— Text shown —
· · ·

Visiting 'Y2K Corner'
Abrams often steers millennium-minded customers to the store's Y2K Corner. The display serves as a starter kit for living off the land. It includes a nine-hour candle lantern ($14.95) and a solar-powered, hand-cranked radio ($19.95).
Other items that Abrams points out to the Y2K-conscious patron: a tinfoil-like sleeping bag that folds into the palm of a hand ($5.95); a 72-hour personal emergency survival kit, complete with food rations, aspirin and a light stick ($18.95); a water filter ($49.95); and a 14-inch Dutch oven ($68.95).
The burgeoning interest in Y2K preparations has surprised Abrams and store owner Rick Kasky. People walk in every day with questions -- and frequently walk out with their arms full. One recent customer, a college professor, purchased $300 worth of equipment in a single afternoon. But no matter a person's relationship with the outdoors -- whether one tends to feel at one with Mother Nature or with ESPN -- Abrams preaches the same philosophy about the approaching millennium.
"You can get through this thing with a smile on your face. With the right attitude and preparation, you can get through this without freaking out," he said.

· · ·

— Information shown —
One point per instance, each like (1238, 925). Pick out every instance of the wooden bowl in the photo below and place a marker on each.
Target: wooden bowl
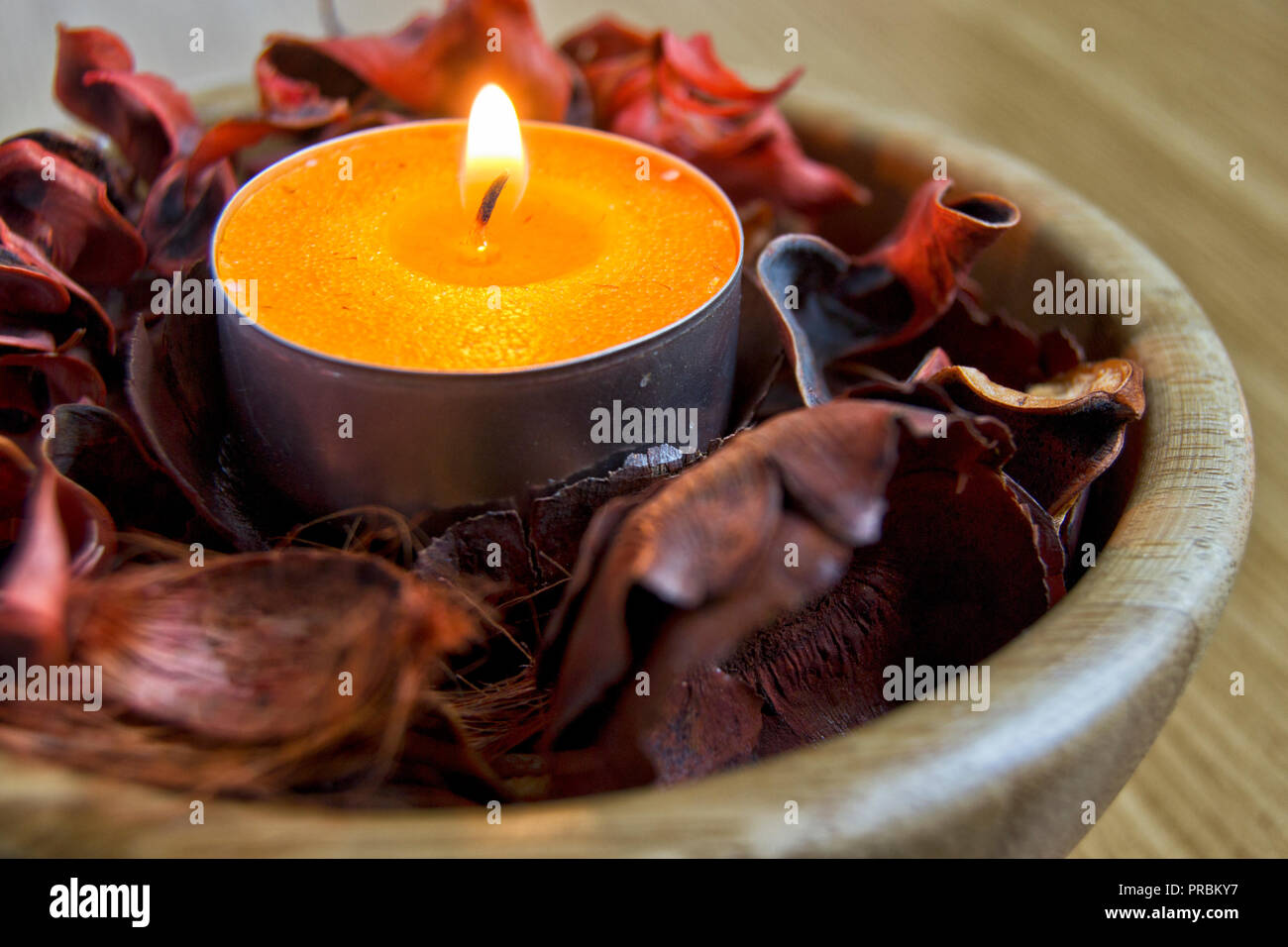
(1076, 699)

· · ·

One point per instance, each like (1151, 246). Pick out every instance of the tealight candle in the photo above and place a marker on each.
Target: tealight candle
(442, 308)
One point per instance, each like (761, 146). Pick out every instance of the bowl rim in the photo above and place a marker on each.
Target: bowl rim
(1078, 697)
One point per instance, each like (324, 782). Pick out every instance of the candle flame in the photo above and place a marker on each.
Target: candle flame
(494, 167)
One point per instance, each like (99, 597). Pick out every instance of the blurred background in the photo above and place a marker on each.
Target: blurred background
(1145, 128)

· · ·

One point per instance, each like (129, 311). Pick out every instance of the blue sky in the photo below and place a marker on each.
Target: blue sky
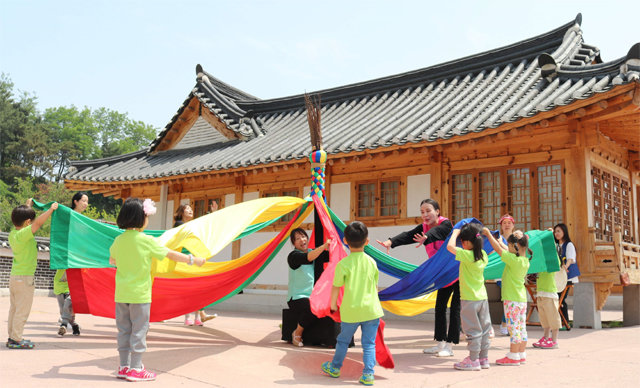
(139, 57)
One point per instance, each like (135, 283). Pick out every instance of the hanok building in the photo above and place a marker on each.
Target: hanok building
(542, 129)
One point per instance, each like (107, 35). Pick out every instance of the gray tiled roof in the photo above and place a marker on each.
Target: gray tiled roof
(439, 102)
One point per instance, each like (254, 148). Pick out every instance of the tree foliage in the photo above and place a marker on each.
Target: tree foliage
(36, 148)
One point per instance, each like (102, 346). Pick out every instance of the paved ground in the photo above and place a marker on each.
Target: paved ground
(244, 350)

· · ·

— Required action 1 —
Answer these from the text about the store's Y2K Corner:
(a) What is the price of the nine-hour candle lantern?
(b) Besides food rations, what comes in the 72-hour personal emergency survival kit?
(c) How much did the college professor spend, and over what span of time?
— Required action 2 —
Write the next few paragraphs of the Y2K Corner text, picking up after Abrams's quoted remark.

— Written response 1 —
(a) $14.95
(b) Aspirin and a light stick
(c) $300 worth of equipment in a single afternoon

— Written response 2 —
Business has been similarly brisk at Hahn's World of Surplus, where owner Larry Hahn said MREs disappear faster than he can stock them. Millennium angst has provided the store with its biggest boost since last year's anthrax scare and the Persian Gulf War in 1991, with one noticeable difference: Y2K customers, wary of appearing paranoid, will avoid mentioning why they're in the store.
"They're quiet. They play it real close to the vest. They don't talk much. They don't want to look stupid," Hahn said.
Century 21 broker Ed Arterbury also has witnessed that sheepishness. "These are not wackos. These are just normal people. They're well-read, they're serious. They don't want to be laughed at," he said.
Arterbury lives and works in Jackson, Calif., about an hour southeast of Sacramento. Just as few people envisioned the Y2K glitch a quarter-century ago, no one could have imagined how real-estate brokers would capitalize on it.
Last year Arterbury received a number of calls from prospective buyers, spooked by millennium rhetoric, quietly searching for homes in secluded areas. So he created Y2K Properties, a service that markets houses in Amador and Calaveras counties, a remote locale nestled in the Sierra Nevada foothills and a popular getaway spot for San Francisco Bay Area residents.
Houses start at $75,000 and feature wells, wood stoves, garden areas and "all the other essentials of a Y2K property," according to Arterbury's website (y2k-properties.com). Since erecting the site in October, he has sold five homes to buyers nervous about Millennium Bug aftereffects.
While similar real-estate ventures have popped up in Arizona, Colorado and North Carolina, the desert's harsh conditions and scarce water supply make Southern Nevada an unlikely place for people to ride out the millennium by their lonesome.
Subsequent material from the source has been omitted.